* Begin Dataset rows *
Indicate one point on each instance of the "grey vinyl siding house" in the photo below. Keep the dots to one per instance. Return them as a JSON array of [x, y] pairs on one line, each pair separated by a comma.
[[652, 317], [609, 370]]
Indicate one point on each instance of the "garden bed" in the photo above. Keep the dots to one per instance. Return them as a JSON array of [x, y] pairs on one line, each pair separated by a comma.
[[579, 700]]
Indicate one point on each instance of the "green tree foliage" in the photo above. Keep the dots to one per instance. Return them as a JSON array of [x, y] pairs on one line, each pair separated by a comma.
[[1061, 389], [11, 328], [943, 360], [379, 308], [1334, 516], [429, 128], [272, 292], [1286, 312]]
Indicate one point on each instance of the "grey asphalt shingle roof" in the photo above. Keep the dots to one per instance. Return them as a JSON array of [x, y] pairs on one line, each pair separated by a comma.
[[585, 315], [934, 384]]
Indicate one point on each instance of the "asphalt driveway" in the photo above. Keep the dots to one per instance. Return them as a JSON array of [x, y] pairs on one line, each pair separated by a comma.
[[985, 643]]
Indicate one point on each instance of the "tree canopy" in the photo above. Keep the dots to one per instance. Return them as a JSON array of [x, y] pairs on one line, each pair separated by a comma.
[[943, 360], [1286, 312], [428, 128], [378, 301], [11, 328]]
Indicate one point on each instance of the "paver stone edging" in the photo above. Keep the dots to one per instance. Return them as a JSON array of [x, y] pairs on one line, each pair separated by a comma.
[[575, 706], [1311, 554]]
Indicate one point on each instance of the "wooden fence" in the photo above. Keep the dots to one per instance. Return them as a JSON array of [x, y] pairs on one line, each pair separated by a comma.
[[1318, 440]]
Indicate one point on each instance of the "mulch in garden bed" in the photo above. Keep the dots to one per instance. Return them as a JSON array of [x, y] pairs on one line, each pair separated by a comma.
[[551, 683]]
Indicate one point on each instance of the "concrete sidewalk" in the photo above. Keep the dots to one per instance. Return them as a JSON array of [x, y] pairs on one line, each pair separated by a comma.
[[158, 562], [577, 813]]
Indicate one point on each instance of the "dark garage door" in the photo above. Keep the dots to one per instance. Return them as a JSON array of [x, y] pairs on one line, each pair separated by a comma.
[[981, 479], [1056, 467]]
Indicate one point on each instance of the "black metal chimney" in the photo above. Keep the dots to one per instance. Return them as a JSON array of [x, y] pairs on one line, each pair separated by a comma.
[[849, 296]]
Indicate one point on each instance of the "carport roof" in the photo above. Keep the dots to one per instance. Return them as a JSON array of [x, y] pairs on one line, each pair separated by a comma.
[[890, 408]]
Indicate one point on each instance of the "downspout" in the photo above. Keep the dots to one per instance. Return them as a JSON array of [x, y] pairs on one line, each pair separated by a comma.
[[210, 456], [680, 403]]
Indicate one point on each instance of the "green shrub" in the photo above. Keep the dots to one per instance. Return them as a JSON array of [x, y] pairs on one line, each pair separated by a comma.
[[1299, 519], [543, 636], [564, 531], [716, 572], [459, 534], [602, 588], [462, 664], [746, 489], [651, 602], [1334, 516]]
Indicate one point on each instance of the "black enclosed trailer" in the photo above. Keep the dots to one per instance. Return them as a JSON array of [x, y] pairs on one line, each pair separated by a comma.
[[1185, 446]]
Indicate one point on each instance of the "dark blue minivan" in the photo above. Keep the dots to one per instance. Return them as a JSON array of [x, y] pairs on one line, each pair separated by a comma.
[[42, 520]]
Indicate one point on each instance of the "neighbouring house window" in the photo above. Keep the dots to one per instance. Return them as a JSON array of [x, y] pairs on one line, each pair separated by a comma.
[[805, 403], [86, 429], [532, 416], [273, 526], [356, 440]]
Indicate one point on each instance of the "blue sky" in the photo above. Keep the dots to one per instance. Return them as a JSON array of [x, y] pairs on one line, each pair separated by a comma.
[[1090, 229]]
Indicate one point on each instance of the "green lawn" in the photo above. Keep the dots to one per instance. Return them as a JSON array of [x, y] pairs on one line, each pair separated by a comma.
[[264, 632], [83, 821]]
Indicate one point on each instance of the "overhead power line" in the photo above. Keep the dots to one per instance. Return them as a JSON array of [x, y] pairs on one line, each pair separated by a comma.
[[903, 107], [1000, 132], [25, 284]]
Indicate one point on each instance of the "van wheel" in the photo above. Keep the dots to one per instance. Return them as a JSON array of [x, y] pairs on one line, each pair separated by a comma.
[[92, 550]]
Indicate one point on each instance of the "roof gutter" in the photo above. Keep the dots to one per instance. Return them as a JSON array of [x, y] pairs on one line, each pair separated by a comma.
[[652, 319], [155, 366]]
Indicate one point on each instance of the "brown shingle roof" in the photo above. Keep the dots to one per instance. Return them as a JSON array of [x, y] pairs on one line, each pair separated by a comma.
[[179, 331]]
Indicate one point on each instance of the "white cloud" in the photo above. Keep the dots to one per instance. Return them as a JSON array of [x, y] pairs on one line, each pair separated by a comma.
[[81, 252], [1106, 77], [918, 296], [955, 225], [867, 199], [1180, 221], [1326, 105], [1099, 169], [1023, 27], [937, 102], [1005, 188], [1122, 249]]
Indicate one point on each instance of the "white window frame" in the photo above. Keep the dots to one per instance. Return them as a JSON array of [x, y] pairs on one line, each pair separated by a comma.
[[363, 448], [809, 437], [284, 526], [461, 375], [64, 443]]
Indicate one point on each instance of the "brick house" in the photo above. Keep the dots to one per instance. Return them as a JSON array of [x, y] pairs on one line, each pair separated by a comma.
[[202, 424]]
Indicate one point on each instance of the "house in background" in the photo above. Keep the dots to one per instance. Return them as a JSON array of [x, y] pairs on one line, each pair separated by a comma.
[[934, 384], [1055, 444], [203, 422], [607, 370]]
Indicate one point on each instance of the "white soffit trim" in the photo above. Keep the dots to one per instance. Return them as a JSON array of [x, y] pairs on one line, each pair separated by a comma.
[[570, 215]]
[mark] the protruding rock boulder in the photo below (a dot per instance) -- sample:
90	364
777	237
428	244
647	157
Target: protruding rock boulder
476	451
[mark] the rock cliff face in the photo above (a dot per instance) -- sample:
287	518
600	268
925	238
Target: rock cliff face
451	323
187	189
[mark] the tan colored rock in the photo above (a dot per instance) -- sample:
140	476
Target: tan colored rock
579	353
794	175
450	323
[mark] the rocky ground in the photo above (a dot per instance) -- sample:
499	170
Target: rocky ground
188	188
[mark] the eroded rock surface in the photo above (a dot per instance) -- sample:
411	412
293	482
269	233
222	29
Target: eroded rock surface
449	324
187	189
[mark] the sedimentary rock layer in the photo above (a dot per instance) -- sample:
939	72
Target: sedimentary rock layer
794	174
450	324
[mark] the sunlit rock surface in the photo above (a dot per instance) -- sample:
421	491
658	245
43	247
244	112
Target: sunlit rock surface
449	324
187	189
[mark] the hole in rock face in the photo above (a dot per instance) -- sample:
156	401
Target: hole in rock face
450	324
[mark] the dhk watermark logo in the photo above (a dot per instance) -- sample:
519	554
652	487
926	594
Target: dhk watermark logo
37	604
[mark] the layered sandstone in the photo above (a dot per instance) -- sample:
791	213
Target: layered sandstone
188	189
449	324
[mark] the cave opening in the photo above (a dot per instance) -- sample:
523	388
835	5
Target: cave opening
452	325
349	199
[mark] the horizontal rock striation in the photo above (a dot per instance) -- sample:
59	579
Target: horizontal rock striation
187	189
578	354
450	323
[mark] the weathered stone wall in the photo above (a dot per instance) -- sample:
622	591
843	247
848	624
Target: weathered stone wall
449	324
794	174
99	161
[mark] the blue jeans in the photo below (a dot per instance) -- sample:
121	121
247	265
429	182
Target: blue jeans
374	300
* End Dataset rows *
Copy out the lines from the very first one through the line that contains "[[943, 360], [1286, 312], [428, 128], [378, 301], [11, 328]]", requests included, and multiply every coordinate in the answers by 1.4, rounding each to a whole number with halves going up.

Indicate one point on each instance of the "grey vinyl siding house" in the photo below. Keep the dots to one per instance. Return them as a JSON array of [x, y] pairs on one line, each pair separated by a comma.
[[913, 444], [853, 518]]
Indicate one point on each instance of the "garden bed" in the photo above. Keep the dots to one per instance. Return them as a JSON array of [x, y] pairs on one line, each pair separated by a comma.
[[811, 980]]
Indicate one point on each instance of the "green tree foliage" in the photo above. Keep the dots to one per instance. Return them as a JSON array of [x, y] pairs on one line, each pair separated by a comma.
[[1485, 545], [15, 459], [1320, 504], [531, 431], [1868, 722], [601, 179], [381, 409], [1800, 437]]
Indicate one point on each instance of the "grey asphalt shingle roof" in the photo above. Keep the dots to one per instance. Return them as a JSON array of [x, y] pairs on one line, each pair separated by a comma.
[[819, 441], [1308, 538]]
Indicate one point on each instance of the "asphalt driveway" in the photo above. Keep the dots to one per instance. Return them as a JSON array of [x, y] pairs on one line, each pair separated by a comma.
[[1379, 900]]
Indicate one point on each instance of the "tree canopy" in the photo above. Keep the dots to one per instance. Return them as a JSON array of [x, y] pairs on one line, each pair separated by a comma.
[[1320, 504], [1800, 437], [599, 179], [529, 421], [15, 459]]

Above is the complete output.